Task input:
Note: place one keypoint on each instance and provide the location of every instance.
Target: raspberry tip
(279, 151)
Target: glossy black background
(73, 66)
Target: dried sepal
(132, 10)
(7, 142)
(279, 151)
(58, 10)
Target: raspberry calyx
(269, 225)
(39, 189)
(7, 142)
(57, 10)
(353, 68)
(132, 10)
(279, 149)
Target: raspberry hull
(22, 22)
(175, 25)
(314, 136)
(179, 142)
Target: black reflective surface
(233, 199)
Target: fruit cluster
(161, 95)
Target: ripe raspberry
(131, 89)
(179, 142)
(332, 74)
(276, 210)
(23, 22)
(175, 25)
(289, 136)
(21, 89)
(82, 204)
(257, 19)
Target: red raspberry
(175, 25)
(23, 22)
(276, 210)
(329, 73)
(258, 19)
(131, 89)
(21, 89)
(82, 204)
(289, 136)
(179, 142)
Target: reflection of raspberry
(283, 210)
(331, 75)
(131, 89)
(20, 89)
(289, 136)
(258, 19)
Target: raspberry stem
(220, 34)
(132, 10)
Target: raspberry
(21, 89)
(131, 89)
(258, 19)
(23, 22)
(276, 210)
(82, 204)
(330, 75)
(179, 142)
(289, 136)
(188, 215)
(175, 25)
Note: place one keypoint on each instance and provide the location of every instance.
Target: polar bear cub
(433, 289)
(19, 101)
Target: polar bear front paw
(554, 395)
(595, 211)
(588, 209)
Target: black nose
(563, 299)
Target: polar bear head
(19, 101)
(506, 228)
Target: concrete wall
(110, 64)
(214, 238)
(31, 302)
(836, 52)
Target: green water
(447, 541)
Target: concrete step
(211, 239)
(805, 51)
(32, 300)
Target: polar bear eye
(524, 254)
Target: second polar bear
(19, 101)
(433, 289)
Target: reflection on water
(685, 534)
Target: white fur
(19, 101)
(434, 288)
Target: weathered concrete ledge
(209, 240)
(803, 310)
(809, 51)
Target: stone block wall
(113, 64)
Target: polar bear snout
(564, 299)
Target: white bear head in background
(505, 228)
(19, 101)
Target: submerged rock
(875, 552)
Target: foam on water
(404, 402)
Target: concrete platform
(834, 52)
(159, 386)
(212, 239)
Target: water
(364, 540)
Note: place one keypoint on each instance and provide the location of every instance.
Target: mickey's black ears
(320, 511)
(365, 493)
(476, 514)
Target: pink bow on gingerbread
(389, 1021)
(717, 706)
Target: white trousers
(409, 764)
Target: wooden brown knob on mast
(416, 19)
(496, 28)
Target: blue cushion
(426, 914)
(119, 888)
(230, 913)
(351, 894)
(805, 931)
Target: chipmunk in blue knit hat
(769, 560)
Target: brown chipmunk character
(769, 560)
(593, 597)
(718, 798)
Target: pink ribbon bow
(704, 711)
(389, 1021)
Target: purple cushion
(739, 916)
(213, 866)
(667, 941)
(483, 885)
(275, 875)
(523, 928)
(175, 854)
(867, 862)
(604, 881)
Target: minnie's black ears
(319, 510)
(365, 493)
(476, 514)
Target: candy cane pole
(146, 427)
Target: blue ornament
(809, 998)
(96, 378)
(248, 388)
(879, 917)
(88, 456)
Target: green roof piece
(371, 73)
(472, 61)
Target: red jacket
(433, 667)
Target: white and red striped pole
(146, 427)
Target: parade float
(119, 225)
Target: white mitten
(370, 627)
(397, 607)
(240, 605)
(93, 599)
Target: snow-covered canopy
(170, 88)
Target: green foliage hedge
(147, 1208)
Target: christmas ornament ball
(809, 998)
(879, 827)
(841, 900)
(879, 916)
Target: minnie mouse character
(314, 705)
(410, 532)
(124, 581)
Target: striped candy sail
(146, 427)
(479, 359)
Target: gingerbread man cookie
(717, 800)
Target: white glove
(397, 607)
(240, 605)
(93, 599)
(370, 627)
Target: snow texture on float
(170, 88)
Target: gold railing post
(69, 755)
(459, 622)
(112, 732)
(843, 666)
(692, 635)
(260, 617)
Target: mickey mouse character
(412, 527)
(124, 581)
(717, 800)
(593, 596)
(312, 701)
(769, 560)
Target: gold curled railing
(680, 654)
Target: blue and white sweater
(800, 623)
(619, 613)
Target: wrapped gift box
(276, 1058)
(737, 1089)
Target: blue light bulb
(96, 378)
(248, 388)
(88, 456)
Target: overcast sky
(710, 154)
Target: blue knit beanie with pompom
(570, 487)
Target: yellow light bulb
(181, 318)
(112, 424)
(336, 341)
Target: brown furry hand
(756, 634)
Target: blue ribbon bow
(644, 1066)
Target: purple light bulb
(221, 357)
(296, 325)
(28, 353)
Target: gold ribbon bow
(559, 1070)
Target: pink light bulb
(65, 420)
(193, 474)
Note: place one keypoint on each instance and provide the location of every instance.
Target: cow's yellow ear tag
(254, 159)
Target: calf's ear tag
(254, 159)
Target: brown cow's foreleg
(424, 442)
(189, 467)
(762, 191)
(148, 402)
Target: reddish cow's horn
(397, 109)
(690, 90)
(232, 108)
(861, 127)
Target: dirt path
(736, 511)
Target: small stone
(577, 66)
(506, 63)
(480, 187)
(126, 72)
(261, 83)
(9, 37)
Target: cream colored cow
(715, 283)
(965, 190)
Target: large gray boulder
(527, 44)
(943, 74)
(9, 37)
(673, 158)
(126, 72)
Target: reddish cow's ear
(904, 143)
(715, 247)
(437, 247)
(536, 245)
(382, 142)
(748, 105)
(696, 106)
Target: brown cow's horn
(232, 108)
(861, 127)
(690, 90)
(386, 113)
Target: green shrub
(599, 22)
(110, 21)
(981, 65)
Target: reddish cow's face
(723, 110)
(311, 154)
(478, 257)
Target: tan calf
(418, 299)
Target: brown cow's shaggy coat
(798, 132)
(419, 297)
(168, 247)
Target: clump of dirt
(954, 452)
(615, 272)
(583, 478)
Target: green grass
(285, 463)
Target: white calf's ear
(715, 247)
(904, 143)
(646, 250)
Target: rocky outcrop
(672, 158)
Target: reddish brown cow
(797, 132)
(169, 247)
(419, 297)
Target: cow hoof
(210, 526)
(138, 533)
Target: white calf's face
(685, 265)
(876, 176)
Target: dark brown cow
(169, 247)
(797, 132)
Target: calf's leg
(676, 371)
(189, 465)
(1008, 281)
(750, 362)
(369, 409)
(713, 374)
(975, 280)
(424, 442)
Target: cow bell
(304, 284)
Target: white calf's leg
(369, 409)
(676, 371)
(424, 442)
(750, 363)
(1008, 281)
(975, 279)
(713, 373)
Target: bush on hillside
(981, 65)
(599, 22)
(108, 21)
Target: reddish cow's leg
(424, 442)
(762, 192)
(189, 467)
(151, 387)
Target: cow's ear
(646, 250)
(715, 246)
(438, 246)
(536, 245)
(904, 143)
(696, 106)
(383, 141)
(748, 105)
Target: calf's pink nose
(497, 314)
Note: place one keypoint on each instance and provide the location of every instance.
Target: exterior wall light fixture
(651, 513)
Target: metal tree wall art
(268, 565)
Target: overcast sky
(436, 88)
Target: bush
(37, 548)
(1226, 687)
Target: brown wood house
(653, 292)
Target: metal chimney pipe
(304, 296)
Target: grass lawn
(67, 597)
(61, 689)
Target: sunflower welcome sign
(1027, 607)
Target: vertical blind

Challenge:
Exactly reproduce the lines from the one containing "Target: dark brown cow" through the end of the records, and only those lines.

The answer:
Target: dark brown cow
(169, 247)
(797, 132)
Target: calf's leg
(676, 371)
(189, 465)
(1008, 281)
(750, 362)
(369, 409)
(713, 374)
(975, 280)
(424, 442)
Target: cow bell
(304, 284)
Target: white calf's leg
(369, 409)
(676, 371)
(424, 442)
(750, 363)
(1008, 281)
(975, 279)
(713, 373)
Target: bush on hillside
(981, 65)
(599, 22)
(108, 21)
Target: reddish cow's leg
(424, 442)
(762, 192)
(189, 467)
(151, 387)
Target: cow's ear
(646, 250)
(715, 246)
(438, 246)
(536, 245)
(904, 143)
(696, 106)
(383, 141)
(748, 105)
Target: calf's pink nose
(497, 314)
Note: place one keypoint on each instance and provide the location of every instance.
Target: exterior wall light fixture
(651, 513)
Target: metal tree wall art
(268, 565)
Target: overcast sky
(436, 88)
Target: bush
(37, 548)
(1226, 687)
Target: brown wood house
(653, 292)
Target: metal chimney pipe
(304, 296)
Target: grass lawn
(67, 597)
(61, 689)
Target: sunflower welcome sign
(1027, 607)
Target: vertical blind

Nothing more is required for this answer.